Only one stretch of the data below should be repeated: the lines from the line containing "Where can the blurred" through the line containing "Where can the green", inclusive, exactly as they are.

→ Supplied data

§

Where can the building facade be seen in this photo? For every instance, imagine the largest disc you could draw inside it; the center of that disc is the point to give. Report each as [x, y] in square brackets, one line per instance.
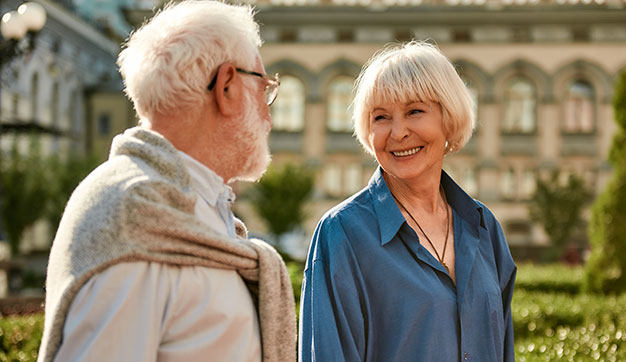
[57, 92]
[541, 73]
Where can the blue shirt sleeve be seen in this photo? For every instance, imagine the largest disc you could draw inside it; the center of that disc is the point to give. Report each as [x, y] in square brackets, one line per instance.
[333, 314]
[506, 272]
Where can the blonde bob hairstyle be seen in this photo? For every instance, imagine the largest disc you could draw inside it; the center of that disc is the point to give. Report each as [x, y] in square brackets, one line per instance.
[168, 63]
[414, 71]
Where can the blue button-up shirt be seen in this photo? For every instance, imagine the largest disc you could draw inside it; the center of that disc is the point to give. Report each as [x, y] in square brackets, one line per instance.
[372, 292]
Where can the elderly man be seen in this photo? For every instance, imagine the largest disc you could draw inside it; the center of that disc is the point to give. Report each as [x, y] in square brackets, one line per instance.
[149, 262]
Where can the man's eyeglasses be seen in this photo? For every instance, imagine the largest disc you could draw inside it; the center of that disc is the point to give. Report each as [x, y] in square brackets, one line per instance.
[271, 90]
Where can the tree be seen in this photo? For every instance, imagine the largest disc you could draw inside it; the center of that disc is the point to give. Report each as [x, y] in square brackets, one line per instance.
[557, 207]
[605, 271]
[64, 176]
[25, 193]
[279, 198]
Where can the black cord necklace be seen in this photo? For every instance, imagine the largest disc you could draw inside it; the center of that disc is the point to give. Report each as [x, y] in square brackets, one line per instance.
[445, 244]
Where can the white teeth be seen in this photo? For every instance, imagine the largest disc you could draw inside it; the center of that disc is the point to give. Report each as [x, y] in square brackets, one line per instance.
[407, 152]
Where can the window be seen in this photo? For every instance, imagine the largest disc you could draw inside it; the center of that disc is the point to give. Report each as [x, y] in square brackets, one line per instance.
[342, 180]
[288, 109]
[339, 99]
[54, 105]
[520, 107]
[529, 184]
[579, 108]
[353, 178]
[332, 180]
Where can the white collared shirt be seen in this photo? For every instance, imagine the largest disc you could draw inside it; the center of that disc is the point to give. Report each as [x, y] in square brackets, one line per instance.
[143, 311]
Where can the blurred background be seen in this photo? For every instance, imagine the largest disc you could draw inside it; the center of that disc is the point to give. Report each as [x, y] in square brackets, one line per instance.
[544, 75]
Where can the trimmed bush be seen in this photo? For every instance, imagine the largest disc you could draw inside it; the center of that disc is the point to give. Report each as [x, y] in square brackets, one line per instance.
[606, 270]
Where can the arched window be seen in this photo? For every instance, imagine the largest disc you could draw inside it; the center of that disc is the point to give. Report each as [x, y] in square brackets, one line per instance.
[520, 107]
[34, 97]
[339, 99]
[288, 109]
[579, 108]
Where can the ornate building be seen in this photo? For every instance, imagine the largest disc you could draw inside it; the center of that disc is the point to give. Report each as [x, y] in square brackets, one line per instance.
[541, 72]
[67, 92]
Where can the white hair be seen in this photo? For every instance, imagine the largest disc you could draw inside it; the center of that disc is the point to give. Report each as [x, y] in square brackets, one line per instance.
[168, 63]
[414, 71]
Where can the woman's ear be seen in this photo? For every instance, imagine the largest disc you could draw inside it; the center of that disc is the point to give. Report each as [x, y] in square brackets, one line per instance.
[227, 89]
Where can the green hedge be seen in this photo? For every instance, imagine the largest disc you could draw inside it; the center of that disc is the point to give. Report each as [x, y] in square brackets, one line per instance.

§

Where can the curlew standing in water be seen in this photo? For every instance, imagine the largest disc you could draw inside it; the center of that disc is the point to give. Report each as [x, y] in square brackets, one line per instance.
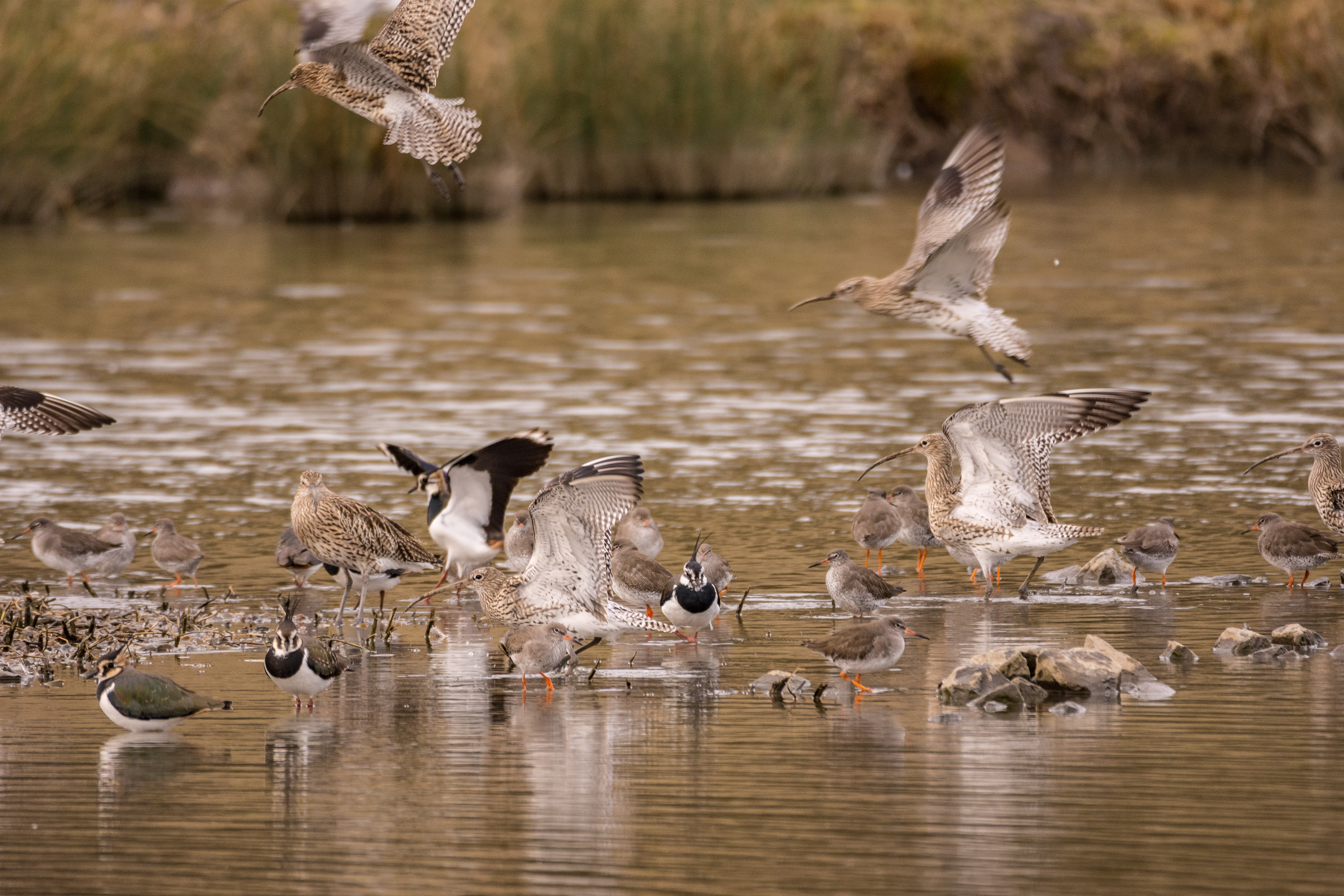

§

→ Answer box
Where can the blurred background be seen in this photo? For every instance, imagine the largest disc you could draw inside it; the center of that disc is the point to give. Report each as [x, y] in square brackets, one line per instance.
[544, 75]
Where can the trimmed bush be seen in this photo? For every instance, imagine the largest disc you could draw inside it; the center of that disc is the point to give. Report each as [x, y] in square brackets, one line per instance.
[606, 270]
Where can the arched window be seen in this photo? For every instance, imagine the largest disc you could draw inside it; the center of that disc is the point to give. Report each as [x, y] in square brackets, one line per instance.
[520, 107]
[34, 97]
[339, 99]
[288, 109]
[579, 108]
Where can the ornate building be seen in this photo? For every instance, imagine the largest disc you could draw inside it; the center of that disc is the point to give. Report each as [x, y] in square brackets, one line per instance.
[541, 72]
[67, 92]
Where can the white hair be seen in this photo? For every instance, imagine the largest disc you could draw inside it; the center of that disc is the point to give. Report each as [x, y] in square brackets, one line per instance.
[168, 63]
[414, 71]
Where can the woman's ear be seen in this photo? For every instance, imagine the largest disc you could draw inside it; the center of that disc is the point to give. Report each as [x, y] in square brackets, one line per instance.
[227, 89]
Where can the green hedge be seen in this photo? For every instance, imagine the largest disc you could draw inside it; the center of that disc is the point to give. Report each as [x, y] in square brackets, one line per instance.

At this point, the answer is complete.